++++ Статья
Я уже предупредил вас, что мы встретимся с пустотой, и это в самом деле так. Разум пуст; это ничто. Он существует только в своих идеях; а эти идеи — ничто. Правда, идеи заключены, содержатся в своих примерах. Но примеры — опять-таки, ничто. Клешня, в качестве примера, это не Ding an sich [Вещь в себе (нем.). — Прим. перев.]; это как раз не «вещь в себе». Напротив, это нечто такое, что сделал из этой вещи разум, а именно — относящийся к чему-то пример.
Вернемся в класс к моим молодым художникам.
Как вы помните, у меня было два бумажных пакета. В одном из них находился краб. В другом — большая красивая морская раковина. Я спросил их, на основании какого признака они могли бы утверждать, что эта спиральная раковина была частью живого существа?
Когда моей дочери Кэти было около семи лет, кто-то подарил ей камень «кошачий глаз», вставленный в колечко. Она носила его на пальце, и я спросил ее, что это такое. Она сказала, что это кошачий глаз.
Я сказал:
— Но что же это на самом деле?
— Ну, я знаю, что это не глаз кошки. Наверное, это какой-то камень.
Я сказал:
— Сними его и посмотри на него с обратной стороны.
Она посмотрела и воскликнула:
— Ой, да ведь на нем спираль! Наверное, он принадлежал кому-то живому.
И в самом деле, эти зеленоватые диски — не что иное, как створки раковин одного вида тропических морских улиток. В конце Второй мировой войны солдаты привезли много таких с берегов Тихого океана.
Кэти была права в своем основном допущении, что все спирали в мире, кроме водоворотов, галактик и воздушных вихрей, действительно создаются живыми существами. По этому вопросу имеется обширная литература, которая, может быть, заинтересует некоторых читателей (ключевые слова — ряд Фибоначчи и золотое сечение).
Вывод, который можно сделать из всего этого, состоит в том, что спираль — это фигура, сохраняющая в процессе роста свою форму (т. е. пропорции), при этом она растет в одном направлении, надстраиваясь на открытом конце. Как видите, неизменных спиралей не бывает.
Но в классе возникли трудности. Студенты пытались найти все те красивые формальные свойства, которые они с радостью замечали в крабе. Они думали, что мне нужны формальная симметрия, повторяемость частей, модулированное повторение, и тому подобные вещи. Но в этой спирали не было двусторонней симметрии, и она не состояла из отдельных сегментов.
++++++++
### [Что требуется]
Верните дословно фрагмент статьи: он начинается со слов "Она посмотрела и" и заканчивается словами "берегов Тихого океана.".
++++ Исходные данные
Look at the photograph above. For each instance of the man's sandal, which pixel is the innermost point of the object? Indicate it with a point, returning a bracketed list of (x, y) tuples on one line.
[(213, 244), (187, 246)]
++++++++
### [Письменный ответ]
Она посмотрела и воскликнула:
— Ой, да ведь на нем спираль! Наверное, он принадлежал кому-то живому.
И в самом деле, эти зеленоватые диски — не что иное, как створки раковин одного вида тропических морских улиток. В конце Второй мировой войны солдаты привезли много таких с берегов Тихого океана.